Travail à faire —
1. Recopiez le passage du texte fourni qui va de « Les habitants de » à « en octobre dernier. ».
2. Dites si chacune des affirmations suivantes s'accorde avec le texte fourni, en répondant par oui ou par non et en citant à l'identique les mots du texte qui tranchent. (a) Le blocus imposé à la population de Gaza dure depuis plus de sept ans. (b) La conférence internationale sur la reconstruction de la bande de Gaza s'est tenue à Jérusalem. (c) Israël a été sanctionné pour ses attaques.
3. D'après le texte fourni, dans quelle région des dizaines de Palestiniens ont-ils été tués ou blessés par balle ?

Texte fourni —
------

La marine israélienne empêche
l’extension de la zone de pêche et tire
sur les pêcheurs palestiniens et leurs
bateaux. Malgré la retenue des factions
de Gaza, l’armée d'occupation
israélienne poursuit ses provocations,
pas seulement dans la bande de Gaza,
mais encore en Cisjordanie, où des
dizaines de palestiniens ont été tués ou
blessés par balle, notamment à
Jérusalem.
Les Palestiniens de
Gaza craignent la reprise des attaques
israéliennes à n’importe quel moment et
sous n’importe quel prétexte, car la
communauté internationale officielle qui
a gardé un silence complice durant
l’offensive israélienne en été dernier,
n'exerce pas de pressions sur le
gouvernement israélien afin qu'il lève
le blocus imposé à la population depuis
plus de 7 ans. Sans oublier qu’Israël
reste toujours impuni, malgré les trois
attaques sanglantes des cinq dernières
années.
Les habitants de
Gaza, épuisés à la fin de cette
nouvelle agression, ont peur pour leurs
enfants et leur avenir. Ils espèrent le
début rapide des projets de
reconstruction, notamment après les
promesses internationales tenues lors de
la conférence internationale sur la
reconstruction de la bande de Gaza au
Caire, en octobre dernier.

------

Lignes de données —

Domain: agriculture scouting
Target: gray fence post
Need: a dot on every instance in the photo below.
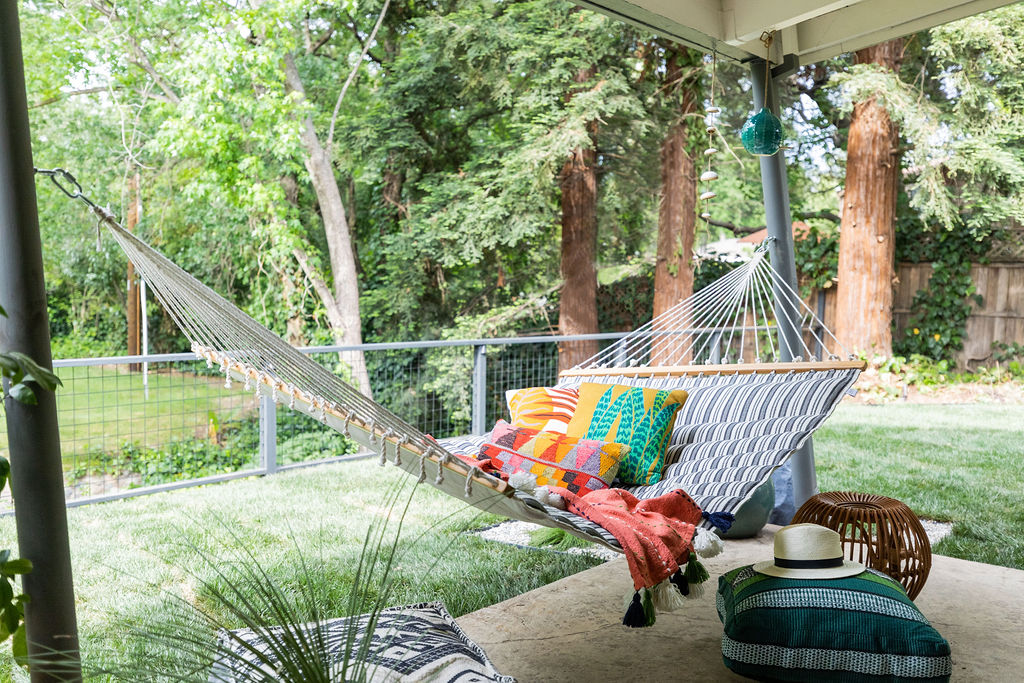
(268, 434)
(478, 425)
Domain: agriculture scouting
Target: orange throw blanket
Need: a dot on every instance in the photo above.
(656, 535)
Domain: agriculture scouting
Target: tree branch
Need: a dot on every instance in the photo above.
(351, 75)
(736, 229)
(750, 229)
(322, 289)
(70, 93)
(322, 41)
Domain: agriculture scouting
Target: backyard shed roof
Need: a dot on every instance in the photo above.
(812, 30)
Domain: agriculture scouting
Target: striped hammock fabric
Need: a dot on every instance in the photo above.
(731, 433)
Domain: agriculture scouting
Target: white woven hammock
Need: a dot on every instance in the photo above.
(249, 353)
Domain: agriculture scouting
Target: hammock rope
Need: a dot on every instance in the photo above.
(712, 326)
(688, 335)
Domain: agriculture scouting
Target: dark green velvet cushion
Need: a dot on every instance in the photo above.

------

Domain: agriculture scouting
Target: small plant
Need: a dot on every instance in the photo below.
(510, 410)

------

Corrigé —
1.
Les habitants de
Gaza, épuisés à la fin de cette
nouvelle agression, ont peur pour leurs
enfants et leur avenir. Ils espèrent le
début rapide des projets de
reconstruction, notamment après les
promesses internationales tenues lors de
la conférence internationale sur la
reconstruction de la bande de Gaza au
Caire, en octobre dernier.

2.
(a) Oui : « le blocus imposé à la population depuis plus de 7 ans ».
(b) Non : « la conférence internationale sur la reconstruction de la bande de Gaza au Caire, en octobre dernier ».
(c) Non : « Israël reste toujours impuni ».

3. En Cisjordanie, notamment à Jérusalem.